* start SUPPLIED INFORMATION *

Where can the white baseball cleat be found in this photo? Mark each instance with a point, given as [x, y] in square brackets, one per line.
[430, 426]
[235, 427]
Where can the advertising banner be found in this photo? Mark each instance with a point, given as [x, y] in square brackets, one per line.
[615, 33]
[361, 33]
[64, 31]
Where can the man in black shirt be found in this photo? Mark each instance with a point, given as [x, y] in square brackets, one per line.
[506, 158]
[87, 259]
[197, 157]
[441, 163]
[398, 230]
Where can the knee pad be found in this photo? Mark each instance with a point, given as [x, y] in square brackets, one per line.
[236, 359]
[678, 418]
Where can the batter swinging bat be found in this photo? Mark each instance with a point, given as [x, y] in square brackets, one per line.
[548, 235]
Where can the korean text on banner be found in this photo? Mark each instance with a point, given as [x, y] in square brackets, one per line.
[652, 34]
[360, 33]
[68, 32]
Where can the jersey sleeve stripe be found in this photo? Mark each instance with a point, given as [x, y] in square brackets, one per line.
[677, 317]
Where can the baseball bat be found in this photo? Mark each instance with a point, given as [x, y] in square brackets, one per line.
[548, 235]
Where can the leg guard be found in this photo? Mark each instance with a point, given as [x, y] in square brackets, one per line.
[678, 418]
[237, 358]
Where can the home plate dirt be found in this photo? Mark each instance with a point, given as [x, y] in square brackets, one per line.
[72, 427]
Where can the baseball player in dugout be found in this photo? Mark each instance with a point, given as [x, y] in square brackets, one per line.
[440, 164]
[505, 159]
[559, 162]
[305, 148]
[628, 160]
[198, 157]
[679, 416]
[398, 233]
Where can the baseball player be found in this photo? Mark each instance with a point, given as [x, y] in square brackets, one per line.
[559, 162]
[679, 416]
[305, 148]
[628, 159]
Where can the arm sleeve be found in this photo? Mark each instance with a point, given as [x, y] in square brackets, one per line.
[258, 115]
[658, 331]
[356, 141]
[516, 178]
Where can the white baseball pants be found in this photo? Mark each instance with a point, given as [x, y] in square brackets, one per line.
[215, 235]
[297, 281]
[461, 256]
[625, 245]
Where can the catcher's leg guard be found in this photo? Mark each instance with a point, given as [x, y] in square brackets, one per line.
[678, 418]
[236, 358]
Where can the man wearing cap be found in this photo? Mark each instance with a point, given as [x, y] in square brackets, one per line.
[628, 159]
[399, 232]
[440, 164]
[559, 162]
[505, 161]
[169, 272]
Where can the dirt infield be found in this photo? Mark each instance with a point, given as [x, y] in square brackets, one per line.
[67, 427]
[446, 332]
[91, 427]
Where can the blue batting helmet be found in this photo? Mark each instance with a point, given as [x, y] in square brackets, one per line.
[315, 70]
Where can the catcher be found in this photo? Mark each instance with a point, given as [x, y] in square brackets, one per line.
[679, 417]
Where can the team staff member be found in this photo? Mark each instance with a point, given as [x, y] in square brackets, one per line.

* end SUPPLIED INFORMATION *

(WHAT YOU NEED TO DO): Write out every one of the items above again, line for line, with no changes.

(SOLUTION TO THE PROBLEM):
Where can the white baseball cleat be found in this photo? Mark each instance with a point, given as [x, y] in square brackets, one per line.
[430, 426]
[235, 427]
Where can the advertising banner be found in this photo? Mark each instance with a point, given as [x, y] in square brackets, one per line.
[615, 33]
[361, 33]
[64, 31]
Where can the man in black shirt be found in this photo? Mark each instance with a point, given as [x, y] in square brackets, one per line.
[506, 158]
[87, 259]
[197, 157]
[441, 163]
[398, 230]
Where can the knee pad be found in this photo? Mark each instance with a point, given as [x, y] in square brackets, one per line.
[236, 359]
[678, 418]
Where can the batter swinging bat be found in this photo? Mark each instance with a point, given as [x, y] in square brackets, one per line.
[548, 235]
Where can the korean text on banner be found in this photo? Mark each instance with a point, given as [x, y] in square brackets, one per line.
[652, 34]
[360, 33]
[68, 32]
Where can the jersey sleeve stripe be found in this photo? Mark each instance with a point, given as [x, y] in square brackets, one per line.
[677, 317]
Where can the baseball bat be found in this photo? Mark each instance with a point, given as [x, y] in square brackets, one per line.
[548, 235]
Where can the leg guard be found in this photo? Mark each instance with a point, given as [x, y] in square brackets, one per line.
[678, 418]
[237, 358]
Where can the home plate dirt be found in this photo? Mark each instance with a point, given as [x, y] in square brackets, one per line.
[72, 427]
Where can the baseball player in dugout be found in this photo? Mark each instance with a point, given as [x, y] in square brackets, one per line.
[440, 164]
[505, 159]
[559, 162]
[305, 148]
[628, 160]
[198, 157]
[679, 416]
[398, 233]
Where can the baseball player be found in this photo? Mark each instance with a point, given as [x, y] in square brackets, one per line.
[559, 162]
[679, 416]
[305, 148]
[628, 159]
Where can the arm sleeve be found in this photo? Mark each instance with a point, given as [x, y] in square brackets, one per line.
[258, 115]
[658, 331]
[356, 141]
[516, 178]
Where can the white baseball pants be found in this photo? Mark each instance with a point, given as [x, y] in square brackets, one per line.
[215, 235]
[297, 281]
[461, 256]
[625, 245]
Where can the catcher's leg guard be found in this photo? Mark each instance with a point, given as [x, y] in square brackets, one per line.
[678, 418]
[236, 358]
Where can the man wearing cap be found in this photo? Mark each instance with a point, given as [x, y] in square brackets, one per line.
[628, 159]
[399, 232]
[440, 164]
[559, 162]
[505, 161]
[169, 272]
Where can the dirt infield be found in this photo? Mark each instance with a point, given as [x, y] in square brackets, one per line.
[67, 427]
[446, 332]
[91, 427]
Where can the blue batting helmet be found in this photo? Mark each instance with a point, given as [x, y] in square brackets, one per line.
[315, 70]
Where can the catcher be found in this photo? Mark each instance with a point, given as [x, y] in square brackets, one per line.
[679, 417]
Where can the team staff member be found in this photo? Mark each instance with a point, given as [x, y] in square brackets, one per line.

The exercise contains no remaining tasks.